======== Source extract ========

Dr. Morris has served as the general chair for ACM’s CSCW conference and has previously served as Technical Program Chair of the CHI, CSCW, ASSETS, and ISS conferences. Dr. Morris is a past member of the TOCHI editorial board and of the CSCW and CHI steering committees. She has been recognized as one of Technology Review’s “35 under 35” for her work on collaborative web search and was named an ACM Distinguished Member for her contributions to HCI research. She is the author of more than 100 peer-reviewed research articles, many of which have been recognized with best paper awards, as well as Lasting Impact Awards from the UIST and ISS conferences. She is also an inventor on more than 20 U.S. patents, and her HCI innovations have influenced many of Microsoft’s products and services. In addition to her role at Microsoft, Dr. Morris is also an Affiliate Professor at the University of Washington in the School of Computer Science and Engineering and in the Information School. Dr. Morris earned her Sc.B. in computer science from Brown University, and her M.S. and Ph.D. in computer science from Stanford University.
Peter Wright is Emeritus Professor of Social Computing at Newcastle University, UK. He has a background in applied psychology. In the late 80’s he joined the HCI Lab at the University of York where he developed cost-effective usability evaluation methods and with Andrew Monk, published Improving your Human-Computer Interface (Prentice Hall, 1993). In the 90’s he worked on safety critical interfaces and with Michael Harrison, published a portfolio of work about the evaluation of human-error tolerance in aircraft and air traffic control systems. Here, he came to recognise the importance of user experience in shaping computer use in social settings and with Mark Blythe, Andrew Monk, and Cees Overbeeke, he co-edited Funology: From usability to user enjoyment (Kluwer, 2003).
This led to his work on theory and methods for experience-centred design for which he is best known in the HCI community. This included three books co-authored with John McCarthy; Technology as Experience (MIT Press, 2004); Experience-Centred Design (Morgan Claypool, 2010); and Taking [A]Part: (MIT Press, 2015), along with a number of CHI publications which explore the aesthetics of interaction and participation. Most recently with Patrick Olivier and other colleagues at Newcastle University’s Open Lab, he has been developing the Digital Civics research programme which explores how human-centred design practice and digital technologies can support innovation and citizen participation in local democracy, education, health, social care, and social justice.

======== Data extract ========

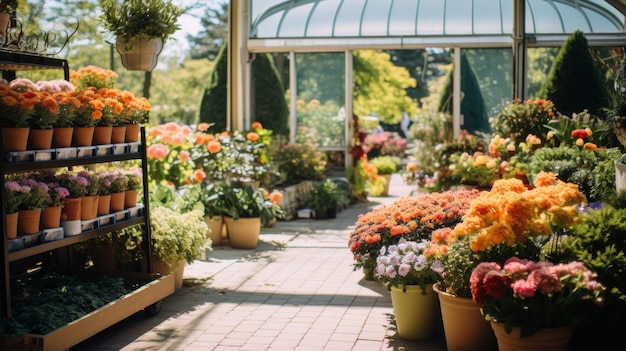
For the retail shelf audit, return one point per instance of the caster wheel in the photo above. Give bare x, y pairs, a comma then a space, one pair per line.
153, 309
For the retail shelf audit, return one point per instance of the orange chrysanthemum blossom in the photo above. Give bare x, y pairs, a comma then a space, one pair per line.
510, 213
252, 136
198, 176
412, 218
276, 197
214, 146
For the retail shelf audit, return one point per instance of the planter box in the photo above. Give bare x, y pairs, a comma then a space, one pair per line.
93, 323
295, 197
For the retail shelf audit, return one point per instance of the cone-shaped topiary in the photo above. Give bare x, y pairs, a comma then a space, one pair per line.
574, 83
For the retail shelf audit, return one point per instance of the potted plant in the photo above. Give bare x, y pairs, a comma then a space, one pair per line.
323, 199
141, 27
421, 217
409, 275
177, 238
385, 166
246, 210
509, 220
535, 302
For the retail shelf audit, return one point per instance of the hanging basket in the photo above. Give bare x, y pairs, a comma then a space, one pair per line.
139, 54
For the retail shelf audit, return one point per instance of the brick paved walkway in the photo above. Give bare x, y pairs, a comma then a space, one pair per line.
296, 291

========

Write out the part of the researcher biographies above from "Peter Wright is" to "enjoyment (Kluwer, 2003).".

Peter Wright is Emeritus Professor of Social Computing at Newcastle University, UK. He has a background in applied psychology. In the late 80’s he joined the HCI Lab at the University of York where he developed cost-effective usability evaluation methods and with Andrew Monk, published Improving your Human-Computer Interface (Prentice Hall, 1993). In the 90’s he worked on safety critical interfaces and with Michael Harrison, published a portfolio of work about the evaluation of human-error tolerance in aircraft and air traffic control systems. Here, he came to recognise the importance of user experience in shaping computer use in social settings and with Mark Blythe, Andrew Monk, and Cees Overbeeke, he co-edited Funology: From usability to user enjoyment (Kluwer, 2003).